- TO DO
Search the listing below for "shaped". Copy each matching line.

·····

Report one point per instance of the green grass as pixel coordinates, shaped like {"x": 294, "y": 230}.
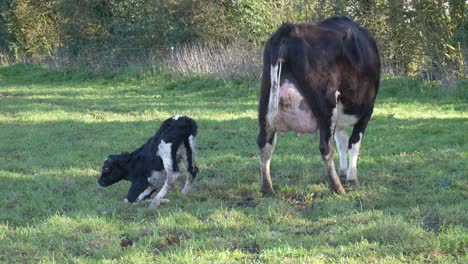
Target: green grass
{"x": 56, "y": 128}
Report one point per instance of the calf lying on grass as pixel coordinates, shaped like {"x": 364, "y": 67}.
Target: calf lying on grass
{"x": 156, "y": 161}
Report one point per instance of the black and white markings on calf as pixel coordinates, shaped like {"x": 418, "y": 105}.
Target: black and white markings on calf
{"x": 156, "y": 162}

·····

- YOUR RESPONSE
Report one point per instance of the green grass as pixel coordinates, shaped like {"x": 294, "y": 230}.
Report one point per instance of the calf lying on grass as pixel coordinates, shaped like {"x": 364, "y": 67}.
Report one point per instance of the black and white markings on calf as pixel coordinates, shaped like {"x": 418, "y": 105}.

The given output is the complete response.